Top of PAGE EXCERPT

This odd-looking sea toad may look like crochet. But it’s one of a hundred species possibly new to science that have been found in underwater mountains off Chile.
Sci-fi shows are full of alien encounters, but few of the imagined creatures are as bizarre as the ones in our own deep sea. A team exploring the ocean off Chile recently discovered more than a hundred strange-looking species that are likely new to science.
“Although finding new species in these areas, among the most remote and poorly explored in the world’s oceans, is not unexpected, finding dozens of them is thrilling and inspiring,” chief scientist Javier Sellanes, a marine biologist at the Catholic University of the North in Chile, told National Geographic in an email.
The scientists set sail early in 2024 aboard the Schmidt Ocean Institute’s Falkor (too) research vessel to explore the depths of the southeastern Pacific Ocean. They sent a robotic underwater vehicle, or ROV, equipped with lights and cameras down more than 5,000 feet to livestream the hidden wonders far beneath the waves.
Scientists found a life-form that resembles a living constellation and moves like an underwater tumbleweed; crimson crustaceans with long, spindly legs covered in spikes; and lots of organisms flashing with bioluminescence.
One creature that stood out is a type of “walking” fish, complete with googly eyes and skin that looks crocheted. It’s a kind of sea toad––a type of deep-sea anglerfish famous for its gloomy expression and the glowing lure that dangles in front of its face to attract prey. Its doily-like skin is made up of little needles that likely offer protection and holes for sensory organs.
The sea toad has modified fins that allow it to walk on the seafloor—partly a hunting strategy and partly because it’s more energy efficient than swimming, Sellanes says.

Bottom of PAGE EXCERPT
Top of ENTRIES SUPPLIED

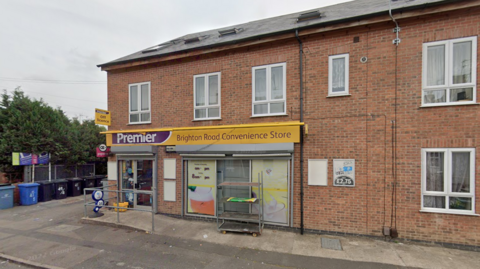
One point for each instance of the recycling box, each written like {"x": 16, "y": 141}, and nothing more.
{"x": 75, "y": 186}
{"x": 28, "y": 193}
{"x": 61, "y": 188}
{"x": 6, "y": 196}
{"x": 45, "y": 191}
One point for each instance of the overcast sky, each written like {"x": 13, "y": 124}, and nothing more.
{"x": 50, "y": 48}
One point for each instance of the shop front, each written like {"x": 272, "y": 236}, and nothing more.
{"x": 135, "y": 169}
{"x": 204, "y": 175}
{"x": 210, "y": 156}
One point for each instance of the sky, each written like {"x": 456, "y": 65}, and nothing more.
{"x": 51, "y": 48}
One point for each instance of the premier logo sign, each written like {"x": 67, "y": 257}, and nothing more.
{"x": 140, "y": 138}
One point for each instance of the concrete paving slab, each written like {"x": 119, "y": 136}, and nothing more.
{"x": 331, "y": 243}
{"x": 355, "y": 249}
{"x": 444, "y": 258}
{"x": 46, "y": 252}
{"x": 4, "y": 235}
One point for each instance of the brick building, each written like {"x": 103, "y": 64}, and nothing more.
{"x": 362, "y": 120}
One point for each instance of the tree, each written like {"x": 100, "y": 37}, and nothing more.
{"x": 32, "y": 126}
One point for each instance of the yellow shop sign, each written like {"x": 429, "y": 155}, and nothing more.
{"x": 102, "y": 117}
{"x": 232, "y": 134}
{"x": 283, "y": 134}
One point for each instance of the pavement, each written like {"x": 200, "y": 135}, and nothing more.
{"x": 56, "y": 235}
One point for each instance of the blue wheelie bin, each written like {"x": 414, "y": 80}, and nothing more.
{"x": 45, "y": 191}
{"x": 28, "y": 193}
{"x": 6, "y": 196}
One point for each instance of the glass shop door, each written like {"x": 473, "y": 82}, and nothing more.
{"x": 136, "y": 175}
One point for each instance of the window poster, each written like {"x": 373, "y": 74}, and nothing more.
{"x": 344, "y": 173}
{"x": 201, "y": 187}
{"x": 275, "y": 189}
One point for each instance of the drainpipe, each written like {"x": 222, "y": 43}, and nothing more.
{"x": 301, "y": 129}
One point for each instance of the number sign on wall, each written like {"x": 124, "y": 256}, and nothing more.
{"x": 344, "y": 173}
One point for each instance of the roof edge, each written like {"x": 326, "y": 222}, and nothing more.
{"x": 320, "y": 24}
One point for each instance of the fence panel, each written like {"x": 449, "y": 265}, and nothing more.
{"x": 62, "y": 171}
{"x": 41, "y": 173}
{"x": 85, "y": 170}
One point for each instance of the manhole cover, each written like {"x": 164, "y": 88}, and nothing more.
{"x": 331, "y": 243}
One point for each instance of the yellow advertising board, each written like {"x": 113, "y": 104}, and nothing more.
{"x": 206, "y": 136}
{"x": 102, "y": 117}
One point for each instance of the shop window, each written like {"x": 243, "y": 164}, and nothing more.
{"x": 449, "y": 72}
{"x": 207, "y": 96}
{"x": 139, "y": 103}
{"x": 203, "y": 177}
{"x": 269, "y": 90}
{"x": 201, "y": 188}
{"x": 448, "y": 180}
{"x": 338, "y": 75}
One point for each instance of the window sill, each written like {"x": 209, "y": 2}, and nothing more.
{"x": 450, "y": 213}
{"x": 139, "y": 123}
{"x": 338, "y": 95}
{"x": 450, "y": 104}
{"x": 207, "y": 119}
{"x": 274, "y": 115}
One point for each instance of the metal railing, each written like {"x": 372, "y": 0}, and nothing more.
{"x": 117, "y": 198}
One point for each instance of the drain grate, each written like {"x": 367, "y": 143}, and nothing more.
{"x": 331, "y": 243}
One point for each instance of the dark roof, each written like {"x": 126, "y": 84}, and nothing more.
{"x": 281, "y": 24}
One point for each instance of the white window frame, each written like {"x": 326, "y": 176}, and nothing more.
{"x": 207, "y": 89}
{"x": 447, "y": 192}
{"x": 139, "y": 104}
{"x": 268, "y": 83}
{"x": 448, "y": 72}
{"x": 345, "y": 56}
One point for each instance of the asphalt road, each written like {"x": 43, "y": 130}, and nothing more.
{"x": 51, "y": 233}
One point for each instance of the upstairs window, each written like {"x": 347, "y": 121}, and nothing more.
{"x": 449, "y": 72}
{"x": 448, "y": 180}
{"x": 338, "y": 75}
{"x": 269, "y": 90}
{"x": 139, "y": 102}
{"x": 207, "y": 96}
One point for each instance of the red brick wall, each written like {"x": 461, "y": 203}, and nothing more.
{"x": 357, "y": 127}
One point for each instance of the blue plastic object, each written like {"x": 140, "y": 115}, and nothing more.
{"x": 97, "y": 195}
{"x": 28, "y": 193}
{"x": 6, "y": 197}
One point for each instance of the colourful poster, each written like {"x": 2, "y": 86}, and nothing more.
{"x": 275, "y": 189}
{"x": 201, "y": 187}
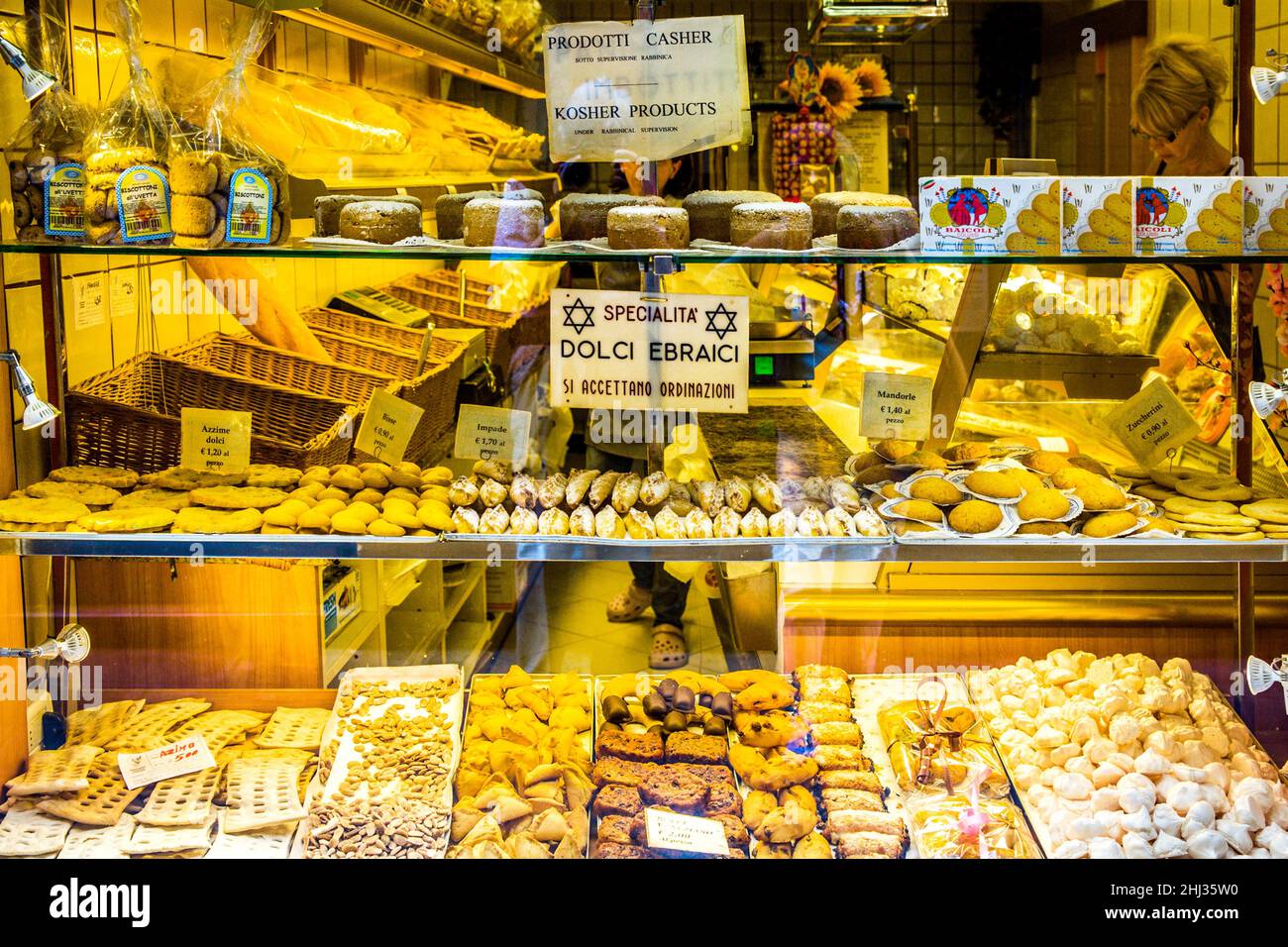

Bottom of ENTRIES SUPPLIED

#### [EXERCISE]
Transcribe the part of the sea toad article that runs from "Scientists found a" up to and including "flashing with bioluminescence.".

#### [ANSWER SPACE]
Scientists found a life-form that resembles a living constellation and moves like an underwater tumbleweed; crimson crustaceans with long, spindly legs covered in spikes; and lots of organisms flashing with bioluminescence.